What is needed: Output all of the data exactly as it appears, but leave out any pictures it contains.

Image-grounded pointing data:

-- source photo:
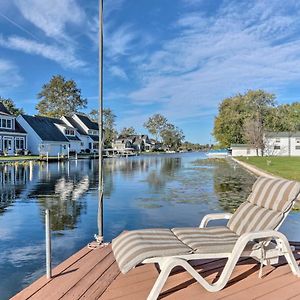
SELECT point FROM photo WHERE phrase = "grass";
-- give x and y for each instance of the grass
(286, 167)
(13, 158)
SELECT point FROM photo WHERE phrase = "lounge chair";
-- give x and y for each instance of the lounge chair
(250, 232)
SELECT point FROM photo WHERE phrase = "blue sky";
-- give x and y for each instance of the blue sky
(174, 57)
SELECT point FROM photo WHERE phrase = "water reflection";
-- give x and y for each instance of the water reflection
(139, 192)
(12, 181)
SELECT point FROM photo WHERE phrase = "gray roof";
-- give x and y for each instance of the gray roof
(283, 134)
(95, 138)
(73, 138)
(80, 130)
(45, 128)
(4, 110)
(88, 122)
(241, 145)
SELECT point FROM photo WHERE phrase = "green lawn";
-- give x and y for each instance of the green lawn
(13, 158)
(286, 167)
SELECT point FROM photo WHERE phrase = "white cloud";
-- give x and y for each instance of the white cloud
(119, 41)
(9, 75)
(52, 17)
(62, 55)
(250, 45)
(118, 72)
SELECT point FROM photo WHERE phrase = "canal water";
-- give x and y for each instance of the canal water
(164, 190)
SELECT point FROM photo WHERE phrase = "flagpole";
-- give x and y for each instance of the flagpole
(100, 123)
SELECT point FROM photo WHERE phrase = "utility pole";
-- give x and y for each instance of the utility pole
(99, 237)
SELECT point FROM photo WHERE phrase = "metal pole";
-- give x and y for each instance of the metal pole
(48, 244)
(100, 123)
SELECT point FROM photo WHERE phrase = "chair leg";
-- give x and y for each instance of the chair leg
(288, 254)
(166, 269)
(169, 264)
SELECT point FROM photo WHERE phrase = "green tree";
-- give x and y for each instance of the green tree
(228, 125)
(11, 107)
(109, 124)
(155, 125)
(60, 97)
(172, 136)
(235, 114)
(128, 131)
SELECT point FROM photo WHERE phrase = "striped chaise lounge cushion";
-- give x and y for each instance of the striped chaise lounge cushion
(264, 209)
(132, 247)
(266, 205)
(207, 240)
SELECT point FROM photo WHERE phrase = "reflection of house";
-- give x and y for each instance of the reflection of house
(13, 137)
(276, 144)
(87, 131)
(44, 136)
(137, 142)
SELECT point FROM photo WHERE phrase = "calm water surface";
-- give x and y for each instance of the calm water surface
(140, 192)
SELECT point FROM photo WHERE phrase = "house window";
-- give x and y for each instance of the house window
(6, 123)
(69, 132)
(20, 143)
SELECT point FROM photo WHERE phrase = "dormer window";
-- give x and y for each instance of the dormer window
(6, 123)
(93, 132)
(69, 132)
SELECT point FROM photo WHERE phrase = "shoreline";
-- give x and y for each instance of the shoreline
(254, 170)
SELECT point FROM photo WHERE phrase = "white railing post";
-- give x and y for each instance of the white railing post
(48, 244)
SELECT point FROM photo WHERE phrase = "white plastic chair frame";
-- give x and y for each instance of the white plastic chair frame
(272, 253)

Response to this exercise:
-- source photo:
SELECT point FROM photo WHERE phrase = "grass";
-- give x and y for each instance of the grass
(286, 167)
(13, 158)
SELECT point FROM photo WHERE phrase = "lounge chair";
-- give x and y for each instance of the lounge chair
(250, 232)
SELECT point FROM photo WHERE phrase = "blue sky";
-- give x and y for each instance of the blue sky
(174, 57)
SELECT point FROM photo WHERE phrase = "water reflection";
-- give x and y for each instance of the water reflection
(139, 192)
(12, 181)
SELECT point FROM photo WHERE phrase = "gray roof";
-- give x and y for each instance of the gray roof
(283, 134)
(95, 138)
(73, 138)
(80, 130)
(45, 128)
(4, 110)
(88, 122)
(241, 145)
SELECT point FROM photo WHERE phrase = "green lawn";
-- give x and y for each instance of the green lawn
(13, 158)
(286, 167)
SELECT point FROM photo WHERE phrase = "white cloud";
-- give x and y for each instance of the white cloud
(119, 41)
(9, 75)
(52, 17)
(62, 55)
(250, 45)
(118, 72)
SELECT point FROM photo WHERE phrase = "canal water";
-- give x and y for each instance of the canal water
(164, 190)
SELECT point FROM photo WHERE phrase = "flagpole";
-- give x and y for each instance of the flagpole
(100, 123)
SELECT point FROM photo WHERE phrase = "utility pole";
-- give x and y for each instance of the utility pole
(99, 237)
SELECT point FROM photo WHERE phrase = "metal pole";
-- give x and y for each instance of the metal pole
(48, 244)
(100, 123)
SELECT point FROM photo WHERE phrase = "chair leg";
-- give x and y for each instance of the chair leg
(288, 254)
(166, 269)
(169, 264)
SELECT point FROM photo WHERE phrase = "green tree";
-- give x and y for each instance of the green tree
(228, 125)
(11, 107)
(109, 124)
(155, 125)
(60, 97)
(172, 136)
(235, 114)
(128, 131)
SELECT point FROM photo WHERE phrase = "striped chaise lounge cushion";
-- give x and y for each instance of the striped chaise lounge cushion
(264, 209)
(132, 247)
(266, 205)
(207, 240)
SELECT point FROM photo WHERE phrase = "reflection of house";
-- give x and y for each instance of the reflection of house
(13, 137)
(276, 144)
(87, 131)
(44, 136)
(137, 142)
SELECT point FROM photo WHERE phrase = "calm water surface";
-- give x and y for each instance of the calm water surface
(140, 192)
SELECT point FROM photo WHERE phrase = "house window";
-- give x and y for each instance of the house window
(6, 123)
(69, 132)
(20, 143)
SELECT point FROM photo WHERE phrase = "dormer window";
-- give x and y for each instance of the dormer window
(6, 123)
(93, 132)
(69, 132)
SELECT point FROM photo WHERE phrase = "shoreline";
-- give x and y for each instance of the shoreline
(254, 170)
SELECT point FROM photo WHERE phrase = "white railing post";
-- give x and y for each instance of the white railing post
(48, 244)
SELECT point FROM photo WHERE phrase = "white plastic chair frame";
-- give x and y for each instance of the white plastic chair frame
(272, 253)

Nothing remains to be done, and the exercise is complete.